## TASK PROMPT
Return the lines below exactly, starting with the line that contains "Task: locate the plaid" and stopping after the last line.

## TASK DATA
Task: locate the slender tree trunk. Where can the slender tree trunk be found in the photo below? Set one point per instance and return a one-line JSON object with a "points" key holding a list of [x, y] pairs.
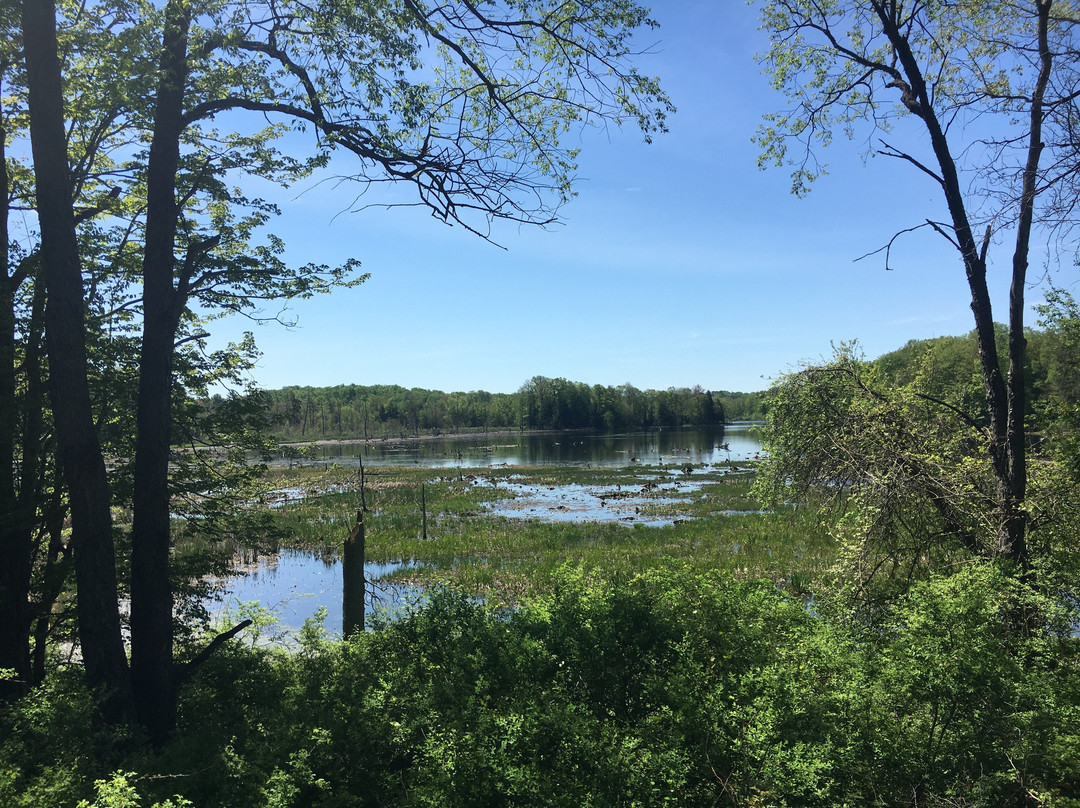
{"points": [[352, 575], [153, 673], [1006, 400], [14, 541], [103, 648]]}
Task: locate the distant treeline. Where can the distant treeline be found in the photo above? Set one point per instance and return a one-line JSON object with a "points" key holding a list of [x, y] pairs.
{"points": [[359, 411]]}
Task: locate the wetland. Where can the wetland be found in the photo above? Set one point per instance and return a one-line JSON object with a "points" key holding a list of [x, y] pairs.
{"points": [[498, 519]]}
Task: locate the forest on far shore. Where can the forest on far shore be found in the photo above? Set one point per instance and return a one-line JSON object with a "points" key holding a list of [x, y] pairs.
{"points": [[377, 411]]}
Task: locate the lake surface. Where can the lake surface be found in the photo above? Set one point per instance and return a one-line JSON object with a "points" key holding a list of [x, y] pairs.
{"points": [[294, 586], [734, 442]]}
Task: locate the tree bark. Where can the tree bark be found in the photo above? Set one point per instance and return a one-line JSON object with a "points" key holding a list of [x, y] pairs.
{"points": [[352, 575], [100, 640], [1006, 400], [153, 672]]}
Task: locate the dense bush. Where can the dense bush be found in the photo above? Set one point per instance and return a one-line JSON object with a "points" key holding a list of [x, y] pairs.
{"points": [[673, 688]]}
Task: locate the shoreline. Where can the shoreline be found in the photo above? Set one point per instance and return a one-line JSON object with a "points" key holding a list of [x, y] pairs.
{"points": [[493, 433]]}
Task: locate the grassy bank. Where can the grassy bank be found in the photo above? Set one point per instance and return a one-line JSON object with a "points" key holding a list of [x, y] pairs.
{"points": [[476, 540]]}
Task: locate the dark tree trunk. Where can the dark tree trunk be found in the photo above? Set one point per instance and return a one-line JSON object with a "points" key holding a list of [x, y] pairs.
{"points": [[14, 540], [352, 575], [1004, 399], [65, 325], [153, 672]]}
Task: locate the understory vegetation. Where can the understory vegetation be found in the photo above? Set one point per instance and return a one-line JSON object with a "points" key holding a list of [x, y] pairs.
{"points": [[715, 660], [675, 687]]}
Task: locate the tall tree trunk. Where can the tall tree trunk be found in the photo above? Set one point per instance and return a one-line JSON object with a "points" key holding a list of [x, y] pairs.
{"points": [[15, 542], [98, 613], [153, 672], [1004, 399]]}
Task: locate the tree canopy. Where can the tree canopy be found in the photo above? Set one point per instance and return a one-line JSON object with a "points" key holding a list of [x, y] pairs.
{"points": [[147, 122], [980, 98]]}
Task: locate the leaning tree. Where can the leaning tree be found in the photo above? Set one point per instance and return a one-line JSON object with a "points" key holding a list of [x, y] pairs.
{"points": [[470, 105], [980, 97]]}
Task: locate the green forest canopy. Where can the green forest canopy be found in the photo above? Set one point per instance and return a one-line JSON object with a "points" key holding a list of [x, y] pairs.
{"points": [[375, 411]]}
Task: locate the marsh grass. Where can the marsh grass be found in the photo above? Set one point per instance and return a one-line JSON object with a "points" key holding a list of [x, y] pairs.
{"points": [[715, 525]]}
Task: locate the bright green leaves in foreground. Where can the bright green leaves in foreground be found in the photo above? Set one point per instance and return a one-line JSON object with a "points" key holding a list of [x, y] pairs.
{"points": [[674, 688]]}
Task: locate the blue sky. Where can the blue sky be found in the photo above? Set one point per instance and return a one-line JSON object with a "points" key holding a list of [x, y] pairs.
{"points": [[678, 264]]}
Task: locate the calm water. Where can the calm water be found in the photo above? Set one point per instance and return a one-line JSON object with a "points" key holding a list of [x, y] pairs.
{"points": [[294, 586], [557, 448]]}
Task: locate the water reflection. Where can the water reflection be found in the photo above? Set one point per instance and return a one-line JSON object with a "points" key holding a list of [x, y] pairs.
{"points": [[295, 584], [734, 442]]}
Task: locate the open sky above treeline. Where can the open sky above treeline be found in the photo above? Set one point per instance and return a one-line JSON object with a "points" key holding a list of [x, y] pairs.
{"points": [[678, 264]]}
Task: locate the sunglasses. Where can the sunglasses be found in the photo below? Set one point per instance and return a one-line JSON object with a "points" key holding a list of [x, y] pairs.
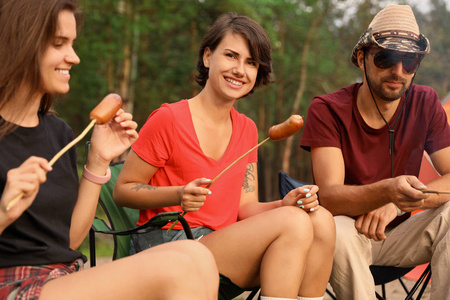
{"points": [[386, 59]]}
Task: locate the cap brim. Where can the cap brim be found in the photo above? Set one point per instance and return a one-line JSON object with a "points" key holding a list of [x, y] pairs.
{"points": [[393, 43]]}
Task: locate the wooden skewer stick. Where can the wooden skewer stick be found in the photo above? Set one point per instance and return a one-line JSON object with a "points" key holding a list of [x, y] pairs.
{"points": [[220, 174], [277, 132], [54, 159], [101, 114]]}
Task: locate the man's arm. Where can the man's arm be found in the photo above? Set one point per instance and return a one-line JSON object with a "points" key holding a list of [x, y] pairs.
{"points": [[340, 199]]}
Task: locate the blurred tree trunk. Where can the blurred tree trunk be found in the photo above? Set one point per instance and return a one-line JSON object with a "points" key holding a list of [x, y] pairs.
{"points": [[130, 49], [302, 81]]}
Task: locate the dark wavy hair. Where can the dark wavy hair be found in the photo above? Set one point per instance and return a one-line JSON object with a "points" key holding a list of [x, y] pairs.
{"points": [[27, 28], [257, 39]]}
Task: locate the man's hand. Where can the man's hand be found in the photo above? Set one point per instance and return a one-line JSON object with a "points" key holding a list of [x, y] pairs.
{"points": [[373, 224], [405, 193]]}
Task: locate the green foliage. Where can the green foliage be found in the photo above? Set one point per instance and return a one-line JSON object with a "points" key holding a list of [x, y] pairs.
{"points": [[164, 36]]}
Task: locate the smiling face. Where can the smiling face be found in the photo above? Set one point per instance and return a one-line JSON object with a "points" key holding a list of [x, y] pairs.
{"points": [[232, 69], [59, 56]]}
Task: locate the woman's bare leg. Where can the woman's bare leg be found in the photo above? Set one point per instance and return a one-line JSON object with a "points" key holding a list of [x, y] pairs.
{"points": [[320, 258], [269, 249], [177, 270]]}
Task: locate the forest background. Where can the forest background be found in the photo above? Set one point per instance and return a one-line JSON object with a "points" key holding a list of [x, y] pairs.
{"points": [[146, 51]]}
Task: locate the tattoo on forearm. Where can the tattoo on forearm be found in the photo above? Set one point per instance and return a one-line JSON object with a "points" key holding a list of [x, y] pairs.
{"points": [[140, 186], [248, 178]]}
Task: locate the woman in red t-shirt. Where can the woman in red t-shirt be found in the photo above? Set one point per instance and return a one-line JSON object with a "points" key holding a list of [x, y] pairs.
{"points": [[286, 250]]}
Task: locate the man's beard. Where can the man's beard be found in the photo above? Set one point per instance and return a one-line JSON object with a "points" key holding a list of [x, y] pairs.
{"points": [[386, 93]]}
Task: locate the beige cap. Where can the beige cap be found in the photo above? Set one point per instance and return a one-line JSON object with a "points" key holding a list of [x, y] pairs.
{"points": [[394, 28]]}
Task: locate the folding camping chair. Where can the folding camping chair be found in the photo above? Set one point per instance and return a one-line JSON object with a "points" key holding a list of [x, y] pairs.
{"points": [[381, 274], [122, 220], [121, 224]]}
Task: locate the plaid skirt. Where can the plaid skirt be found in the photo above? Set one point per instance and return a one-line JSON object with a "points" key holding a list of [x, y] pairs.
{"points": [[26, 282]]}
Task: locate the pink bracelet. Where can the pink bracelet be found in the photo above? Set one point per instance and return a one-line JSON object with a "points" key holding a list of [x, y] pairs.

## RESPONSE TO THIS EXERCISE
Task: locate the plaid skirt. Where can the plaid skirt be found in the photo above? Set one point per instance and return a one-line JSON object with a "points" key holding a list of [x, y] pairs.
{"points": [[26, 282]]}
Task: locate the pink bracelet. Where can the pink bracelet be found in the photo above? Set one point per instance and return a one-line JSON object with a "points" key holding a list of [x, y] pairs.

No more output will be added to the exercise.